* _Task statement_: Work through the data line by line, gathering every line that has the word "blazer".
────────────────────
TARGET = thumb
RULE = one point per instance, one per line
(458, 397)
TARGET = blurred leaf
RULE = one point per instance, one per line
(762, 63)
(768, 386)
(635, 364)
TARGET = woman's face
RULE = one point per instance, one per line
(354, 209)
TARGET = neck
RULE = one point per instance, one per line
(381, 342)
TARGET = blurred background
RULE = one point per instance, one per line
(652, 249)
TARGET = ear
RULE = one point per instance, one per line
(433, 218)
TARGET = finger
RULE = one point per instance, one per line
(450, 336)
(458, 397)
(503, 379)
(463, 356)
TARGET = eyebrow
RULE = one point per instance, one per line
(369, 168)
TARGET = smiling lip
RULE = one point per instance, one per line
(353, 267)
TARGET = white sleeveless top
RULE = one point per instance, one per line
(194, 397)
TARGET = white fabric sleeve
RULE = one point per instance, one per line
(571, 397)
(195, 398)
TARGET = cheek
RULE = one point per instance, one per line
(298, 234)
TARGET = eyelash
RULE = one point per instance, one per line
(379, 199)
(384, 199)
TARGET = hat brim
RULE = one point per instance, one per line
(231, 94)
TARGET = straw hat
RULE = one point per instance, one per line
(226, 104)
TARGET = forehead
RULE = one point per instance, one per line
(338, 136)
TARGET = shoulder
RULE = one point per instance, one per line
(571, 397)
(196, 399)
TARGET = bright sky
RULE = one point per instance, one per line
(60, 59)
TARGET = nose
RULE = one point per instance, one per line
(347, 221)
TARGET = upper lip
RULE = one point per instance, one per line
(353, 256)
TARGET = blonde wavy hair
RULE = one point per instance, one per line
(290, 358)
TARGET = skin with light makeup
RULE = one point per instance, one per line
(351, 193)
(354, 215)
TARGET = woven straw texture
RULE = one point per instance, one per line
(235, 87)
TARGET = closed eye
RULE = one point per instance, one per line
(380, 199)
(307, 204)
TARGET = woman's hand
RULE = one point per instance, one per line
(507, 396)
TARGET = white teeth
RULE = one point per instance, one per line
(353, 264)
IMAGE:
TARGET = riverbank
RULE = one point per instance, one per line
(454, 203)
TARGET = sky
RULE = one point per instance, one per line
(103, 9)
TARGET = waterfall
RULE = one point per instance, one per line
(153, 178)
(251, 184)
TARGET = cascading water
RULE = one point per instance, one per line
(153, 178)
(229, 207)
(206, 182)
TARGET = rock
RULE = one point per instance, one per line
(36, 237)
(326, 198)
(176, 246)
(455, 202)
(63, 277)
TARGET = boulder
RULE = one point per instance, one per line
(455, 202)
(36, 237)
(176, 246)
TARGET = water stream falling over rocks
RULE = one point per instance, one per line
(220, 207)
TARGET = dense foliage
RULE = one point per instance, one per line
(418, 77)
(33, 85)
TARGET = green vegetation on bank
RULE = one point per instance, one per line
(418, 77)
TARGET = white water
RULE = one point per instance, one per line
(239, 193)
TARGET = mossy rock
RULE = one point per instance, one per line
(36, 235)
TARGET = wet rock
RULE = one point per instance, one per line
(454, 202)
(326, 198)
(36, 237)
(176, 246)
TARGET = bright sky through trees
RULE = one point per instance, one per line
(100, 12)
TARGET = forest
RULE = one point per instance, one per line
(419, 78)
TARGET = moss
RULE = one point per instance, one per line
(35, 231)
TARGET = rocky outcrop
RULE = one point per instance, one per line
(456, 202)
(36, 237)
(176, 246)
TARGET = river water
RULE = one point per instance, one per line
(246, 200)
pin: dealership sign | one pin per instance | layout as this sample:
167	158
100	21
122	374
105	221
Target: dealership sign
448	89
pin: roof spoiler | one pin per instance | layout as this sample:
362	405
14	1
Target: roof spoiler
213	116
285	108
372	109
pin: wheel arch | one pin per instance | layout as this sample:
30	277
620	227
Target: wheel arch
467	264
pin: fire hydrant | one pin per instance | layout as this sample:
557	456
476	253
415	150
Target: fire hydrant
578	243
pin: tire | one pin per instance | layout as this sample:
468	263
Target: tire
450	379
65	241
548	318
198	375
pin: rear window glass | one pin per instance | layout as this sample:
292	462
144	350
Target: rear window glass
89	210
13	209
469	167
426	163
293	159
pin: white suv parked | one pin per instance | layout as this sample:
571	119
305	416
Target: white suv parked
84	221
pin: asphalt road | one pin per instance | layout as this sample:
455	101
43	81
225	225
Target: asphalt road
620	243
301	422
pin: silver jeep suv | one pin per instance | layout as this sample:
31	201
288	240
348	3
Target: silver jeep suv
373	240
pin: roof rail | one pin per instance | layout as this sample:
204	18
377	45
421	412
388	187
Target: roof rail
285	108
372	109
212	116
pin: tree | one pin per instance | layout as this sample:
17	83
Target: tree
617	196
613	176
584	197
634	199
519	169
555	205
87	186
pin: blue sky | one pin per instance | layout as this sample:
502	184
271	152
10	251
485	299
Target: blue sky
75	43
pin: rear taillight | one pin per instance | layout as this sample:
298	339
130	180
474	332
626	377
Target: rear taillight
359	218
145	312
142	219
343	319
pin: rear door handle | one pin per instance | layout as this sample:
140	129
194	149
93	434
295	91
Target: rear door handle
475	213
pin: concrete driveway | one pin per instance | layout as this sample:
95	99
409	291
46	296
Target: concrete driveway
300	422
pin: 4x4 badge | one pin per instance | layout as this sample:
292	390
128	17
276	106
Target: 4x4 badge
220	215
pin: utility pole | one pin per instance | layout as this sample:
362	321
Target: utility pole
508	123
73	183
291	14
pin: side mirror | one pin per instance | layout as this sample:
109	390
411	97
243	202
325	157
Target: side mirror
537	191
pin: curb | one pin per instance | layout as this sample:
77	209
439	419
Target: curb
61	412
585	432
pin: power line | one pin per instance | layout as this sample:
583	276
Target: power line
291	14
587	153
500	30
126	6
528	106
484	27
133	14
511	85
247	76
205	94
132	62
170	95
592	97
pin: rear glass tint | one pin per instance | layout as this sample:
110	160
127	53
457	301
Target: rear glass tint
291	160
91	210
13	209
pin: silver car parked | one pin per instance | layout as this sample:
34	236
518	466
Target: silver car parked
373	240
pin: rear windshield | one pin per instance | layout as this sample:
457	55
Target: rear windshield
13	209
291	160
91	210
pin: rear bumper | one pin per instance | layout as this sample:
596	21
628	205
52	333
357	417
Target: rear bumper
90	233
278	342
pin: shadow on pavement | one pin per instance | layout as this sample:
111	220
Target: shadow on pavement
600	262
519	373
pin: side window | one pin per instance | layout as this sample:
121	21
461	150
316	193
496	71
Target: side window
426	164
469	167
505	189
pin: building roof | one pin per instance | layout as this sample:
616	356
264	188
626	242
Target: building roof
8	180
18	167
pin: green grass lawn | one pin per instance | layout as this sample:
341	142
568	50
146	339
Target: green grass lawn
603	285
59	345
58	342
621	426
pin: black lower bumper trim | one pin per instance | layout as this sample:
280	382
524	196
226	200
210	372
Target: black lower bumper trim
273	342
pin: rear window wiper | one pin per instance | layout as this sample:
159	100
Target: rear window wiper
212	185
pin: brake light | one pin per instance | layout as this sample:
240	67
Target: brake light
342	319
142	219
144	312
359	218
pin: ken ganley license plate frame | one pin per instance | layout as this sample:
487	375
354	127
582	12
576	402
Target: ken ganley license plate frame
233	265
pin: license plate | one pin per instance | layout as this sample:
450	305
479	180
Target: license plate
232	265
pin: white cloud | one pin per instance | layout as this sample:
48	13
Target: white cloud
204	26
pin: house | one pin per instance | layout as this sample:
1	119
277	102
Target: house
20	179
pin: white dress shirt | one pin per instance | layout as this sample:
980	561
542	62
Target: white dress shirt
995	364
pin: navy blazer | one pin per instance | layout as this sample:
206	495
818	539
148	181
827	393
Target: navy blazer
────────────────────
* _Exercise result_:
pin: navy blazer | one pin per instance | layout as this sample:
Target: navy blazer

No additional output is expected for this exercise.